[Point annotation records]
■ ■ ■ ■ ■ ■ ■
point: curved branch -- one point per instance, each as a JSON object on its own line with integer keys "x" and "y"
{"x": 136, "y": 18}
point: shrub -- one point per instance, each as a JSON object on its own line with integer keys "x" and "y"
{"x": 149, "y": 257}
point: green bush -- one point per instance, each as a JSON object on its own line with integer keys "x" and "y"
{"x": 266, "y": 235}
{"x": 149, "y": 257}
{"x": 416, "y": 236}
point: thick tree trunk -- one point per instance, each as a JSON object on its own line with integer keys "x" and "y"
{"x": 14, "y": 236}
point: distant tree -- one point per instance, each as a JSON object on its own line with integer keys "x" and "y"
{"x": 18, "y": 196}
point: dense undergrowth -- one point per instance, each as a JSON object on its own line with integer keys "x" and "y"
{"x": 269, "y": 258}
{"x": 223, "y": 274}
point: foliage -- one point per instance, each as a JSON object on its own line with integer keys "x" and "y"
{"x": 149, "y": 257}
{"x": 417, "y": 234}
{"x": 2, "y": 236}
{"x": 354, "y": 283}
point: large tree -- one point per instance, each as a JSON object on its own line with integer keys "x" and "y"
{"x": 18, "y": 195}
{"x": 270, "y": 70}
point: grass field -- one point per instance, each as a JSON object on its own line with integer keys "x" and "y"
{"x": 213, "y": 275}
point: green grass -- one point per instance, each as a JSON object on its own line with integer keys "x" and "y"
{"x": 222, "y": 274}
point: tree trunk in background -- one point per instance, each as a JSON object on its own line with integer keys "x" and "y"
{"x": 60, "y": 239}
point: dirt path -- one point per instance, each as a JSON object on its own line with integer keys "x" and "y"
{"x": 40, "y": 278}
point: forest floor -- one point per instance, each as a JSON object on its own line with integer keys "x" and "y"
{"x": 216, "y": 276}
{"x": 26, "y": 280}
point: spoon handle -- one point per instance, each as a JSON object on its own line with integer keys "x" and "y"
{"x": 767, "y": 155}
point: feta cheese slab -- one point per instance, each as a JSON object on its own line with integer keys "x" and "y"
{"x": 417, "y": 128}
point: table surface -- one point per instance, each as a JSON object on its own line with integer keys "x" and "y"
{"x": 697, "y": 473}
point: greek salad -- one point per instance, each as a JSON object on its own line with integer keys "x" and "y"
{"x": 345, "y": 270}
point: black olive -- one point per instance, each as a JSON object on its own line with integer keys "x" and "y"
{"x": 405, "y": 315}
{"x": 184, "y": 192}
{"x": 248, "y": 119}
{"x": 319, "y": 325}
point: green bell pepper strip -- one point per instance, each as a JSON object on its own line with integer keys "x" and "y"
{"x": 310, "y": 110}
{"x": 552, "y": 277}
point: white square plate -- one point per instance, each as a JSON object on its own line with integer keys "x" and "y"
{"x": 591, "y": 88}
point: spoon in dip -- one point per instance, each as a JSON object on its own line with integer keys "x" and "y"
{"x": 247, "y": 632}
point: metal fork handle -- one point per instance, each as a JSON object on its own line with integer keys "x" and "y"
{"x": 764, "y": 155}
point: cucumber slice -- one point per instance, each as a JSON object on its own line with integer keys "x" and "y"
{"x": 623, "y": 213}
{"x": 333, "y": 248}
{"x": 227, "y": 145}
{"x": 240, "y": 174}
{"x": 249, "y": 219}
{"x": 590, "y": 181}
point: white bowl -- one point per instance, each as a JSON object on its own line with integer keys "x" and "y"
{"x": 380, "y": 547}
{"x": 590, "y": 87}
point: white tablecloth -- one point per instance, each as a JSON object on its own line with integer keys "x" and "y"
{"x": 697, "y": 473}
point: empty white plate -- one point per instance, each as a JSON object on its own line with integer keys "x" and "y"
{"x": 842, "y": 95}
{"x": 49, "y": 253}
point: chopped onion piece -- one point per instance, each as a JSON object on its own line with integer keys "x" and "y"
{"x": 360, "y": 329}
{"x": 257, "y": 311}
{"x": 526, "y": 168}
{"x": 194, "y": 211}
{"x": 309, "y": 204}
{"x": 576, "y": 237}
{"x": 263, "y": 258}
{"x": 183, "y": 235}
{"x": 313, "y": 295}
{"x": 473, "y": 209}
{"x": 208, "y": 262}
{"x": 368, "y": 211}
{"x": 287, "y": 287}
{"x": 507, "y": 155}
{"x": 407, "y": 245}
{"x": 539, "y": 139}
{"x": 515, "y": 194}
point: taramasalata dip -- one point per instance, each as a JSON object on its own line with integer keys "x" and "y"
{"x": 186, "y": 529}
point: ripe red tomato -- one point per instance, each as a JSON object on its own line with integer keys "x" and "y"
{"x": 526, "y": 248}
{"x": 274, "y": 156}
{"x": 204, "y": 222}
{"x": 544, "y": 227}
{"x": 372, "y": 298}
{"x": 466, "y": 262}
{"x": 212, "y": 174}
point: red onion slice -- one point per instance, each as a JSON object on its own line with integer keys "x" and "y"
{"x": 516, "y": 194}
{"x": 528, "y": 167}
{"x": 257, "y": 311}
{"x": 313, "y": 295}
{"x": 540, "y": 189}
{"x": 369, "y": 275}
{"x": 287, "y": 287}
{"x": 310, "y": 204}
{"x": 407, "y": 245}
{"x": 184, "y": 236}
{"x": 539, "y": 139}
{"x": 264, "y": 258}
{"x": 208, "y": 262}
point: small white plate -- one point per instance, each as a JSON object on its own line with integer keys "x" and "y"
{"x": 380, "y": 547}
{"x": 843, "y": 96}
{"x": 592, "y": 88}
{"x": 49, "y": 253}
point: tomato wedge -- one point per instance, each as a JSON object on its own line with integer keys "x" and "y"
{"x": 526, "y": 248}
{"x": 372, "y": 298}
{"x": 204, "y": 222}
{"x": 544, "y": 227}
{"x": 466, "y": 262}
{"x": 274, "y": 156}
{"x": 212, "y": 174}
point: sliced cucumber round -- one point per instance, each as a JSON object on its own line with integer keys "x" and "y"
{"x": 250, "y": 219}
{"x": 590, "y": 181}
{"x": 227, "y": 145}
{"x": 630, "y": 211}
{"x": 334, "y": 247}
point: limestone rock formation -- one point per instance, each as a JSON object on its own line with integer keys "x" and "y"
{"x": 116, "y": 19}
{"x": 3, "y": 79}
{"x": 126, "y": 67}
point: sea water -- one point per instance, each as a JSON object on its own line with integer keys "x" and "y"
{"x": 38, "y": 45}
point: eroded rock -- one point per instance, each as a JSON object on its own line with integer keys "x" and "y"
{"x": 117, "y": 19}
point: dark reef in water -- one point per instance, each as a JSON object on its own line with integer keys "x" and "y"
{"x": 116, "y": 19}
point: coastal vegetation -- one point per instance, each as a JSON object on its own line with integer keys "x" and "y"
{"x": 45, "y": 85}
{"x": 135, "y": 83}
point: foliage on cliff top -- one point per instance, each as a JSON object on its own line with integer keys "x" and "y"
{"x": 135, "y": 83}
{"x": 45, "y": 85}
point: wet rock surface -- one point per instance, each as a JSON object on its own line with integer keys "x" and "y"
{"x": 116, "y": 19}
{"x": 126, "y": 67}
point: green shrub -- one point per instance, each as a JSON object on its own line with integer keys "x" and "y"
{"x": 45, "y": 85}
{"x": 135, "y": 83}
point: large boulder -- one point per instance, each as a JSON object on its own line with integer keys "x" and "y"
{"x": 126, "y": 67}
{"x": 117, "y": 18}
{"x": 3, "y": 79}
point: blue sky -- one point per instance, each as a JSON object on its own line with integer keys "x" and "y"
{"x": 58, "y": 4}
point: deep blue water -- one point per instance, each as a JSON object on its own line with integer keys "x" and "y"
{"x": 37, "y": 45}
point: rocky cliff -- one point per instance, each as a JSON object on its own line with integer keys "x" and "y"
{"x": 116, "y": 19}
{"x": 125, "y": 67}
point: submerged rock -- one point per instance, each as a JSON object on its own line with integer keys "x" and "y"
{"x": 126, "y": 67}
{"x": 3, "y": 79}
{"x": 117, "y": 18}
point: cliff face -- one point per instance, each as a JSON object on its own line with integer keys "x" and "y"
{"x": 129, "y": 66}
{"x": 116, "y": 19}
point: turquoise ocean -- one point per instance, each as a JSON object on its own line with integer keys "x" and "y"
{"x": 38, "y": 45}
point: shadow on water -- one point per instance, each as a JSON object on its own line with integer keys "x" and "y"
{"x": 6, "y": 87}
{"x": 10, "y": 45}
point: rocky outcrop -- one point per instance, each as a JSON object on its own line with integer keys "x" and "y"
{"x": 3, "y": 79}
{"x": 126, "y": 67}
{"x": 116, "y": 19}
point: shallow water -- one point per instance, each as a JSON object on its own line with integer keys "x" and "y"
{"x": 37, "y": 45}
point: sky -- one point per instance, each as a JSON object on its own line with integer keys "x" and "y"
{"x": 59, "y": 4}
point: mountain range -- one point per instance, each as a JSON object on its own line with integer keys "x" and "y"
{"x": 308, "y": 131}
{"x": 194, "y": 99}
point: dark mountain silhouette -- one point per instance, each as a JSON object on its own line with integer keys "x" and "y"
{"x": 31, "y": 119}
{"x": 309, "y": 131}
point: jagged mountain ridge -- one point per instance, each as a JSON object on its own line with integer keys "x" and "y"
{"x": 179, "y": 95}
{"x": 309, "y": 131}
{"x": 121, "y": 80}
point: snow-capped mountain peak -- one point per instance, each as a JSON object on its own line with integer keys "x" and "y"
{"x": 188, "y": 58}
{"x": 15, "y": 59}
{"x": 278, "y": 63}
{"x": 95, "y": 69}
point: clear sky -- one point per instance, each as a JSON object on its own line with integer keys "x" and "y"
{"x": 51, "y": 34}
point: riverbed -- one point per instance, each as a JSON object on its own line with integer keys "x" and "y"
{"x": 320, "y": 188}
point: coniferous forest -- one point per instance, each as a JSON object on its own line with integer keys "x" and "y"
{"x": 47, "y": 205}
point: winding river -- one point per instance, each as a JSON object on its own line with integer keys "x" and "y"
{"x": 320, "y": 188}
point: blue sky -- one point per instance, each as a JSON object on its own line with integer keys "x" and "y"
■ ■ ■ ■ ■ ■ ■
= Work to be completed =
Give again, word for word, every line from the one holding "point: clear sky" to the end of the data.

= Response to the exercise =
point: clear sky -- one point per instance, each as a JSON object on its own line with integer keys "x" and "y"
{"x": 51, "y": 34}
point: riverbed -- one point per instance, each as a JSON object on its own line with integer keys "x" and "y"
{"x": 320, "y": 188}
point: coniferous forest -- one point per instance, each as a JSON object on its own line with integer keys "x" and "y"
{"x": 47, "y": 205}
point: winding river -- one point per instance, each as a JSON object on its own line with integer keys "x" and "y"
{"x": 320, "y": 188}
point: blue sky -- one point per instance, each as a JSON object on its own line with integer keys "x" and "y"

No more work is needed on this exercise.